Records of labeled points
<<<<
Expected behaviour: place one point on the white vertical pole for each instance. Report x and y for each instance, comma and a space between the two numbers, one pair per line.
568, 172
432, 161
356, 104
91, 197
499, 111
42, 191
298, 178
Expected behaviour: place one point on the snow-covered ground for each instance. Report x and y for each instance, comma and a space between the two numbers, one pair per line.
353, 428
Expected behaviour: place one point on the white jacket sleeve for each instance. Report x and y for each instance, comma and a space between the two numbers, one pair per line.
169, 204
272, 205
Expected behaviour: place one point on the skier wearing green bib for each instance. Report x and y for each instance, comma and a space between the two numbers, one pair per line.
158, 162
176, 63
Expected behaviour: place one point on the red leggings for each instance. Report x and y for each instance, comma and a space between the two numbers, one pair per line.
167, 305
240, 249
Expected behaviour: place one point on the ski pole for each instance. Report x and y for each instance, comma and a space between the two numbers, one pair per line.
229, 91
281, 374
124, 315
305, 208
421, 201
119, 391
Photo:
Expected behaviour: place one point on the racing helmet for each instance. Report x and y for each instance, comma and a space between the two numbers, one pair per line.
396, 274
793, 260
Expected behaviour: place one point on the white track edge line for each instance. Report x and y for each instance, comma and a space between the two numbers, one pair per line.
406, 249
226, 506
>>>>
● REQUIREMENT
Extract every line of the material above and reproduce each one without any change.

● SOLUTION TO THIS EXERCISE
Expected behaviour: place one point on the white vertical pole for each instance. Report x and y for each instance, comma and a space between the two numbers, one pair per line.
568, 172
432, 161
356, 104
91, 197
499, 111
42, 191
298, 178
Expected behaviour: place one point on the snow-covered ground for each instance. Report x and y for each instance, comma and a space between the two numbers, one pair per line.
353, 428
Expected behaviour: place one point on the white jacket sleeve for each instance. Report x and y for each instance, comma and a space between the two numbers, one pair per line.
169, 204
272, 205
Expected behaviour: place one point on the skier wearing green bib for each instance. Report x and y for each instance, comma and a space between the two numbers, one pair per line.
158, 162
176, 63
Expected behaviour: place one point on the red leggings for each instance. Report x and y for each instance, comma and a space between the two numbers, one pair per line.
167, 305
240, 249
Expected behaviour: place one point on the ski pole for each instance. Report x and y for each instance, comma and a space between the two numbers, one pair per line.
229, 91
281, 374
124, 315
305, 208
421, 201
119, 391
Photo:
Expected behaviour: place one point on the racing helmet for each instance. Report x and y for each instance, comma and a space between the two numbers, one pair per line.
396, 274
793, 260
Expected behaviour: place one point on the white track edge line for each instance. Report x and y for each instance, comma and a space between the two numbers, one pair per line.
406, 249
226, 506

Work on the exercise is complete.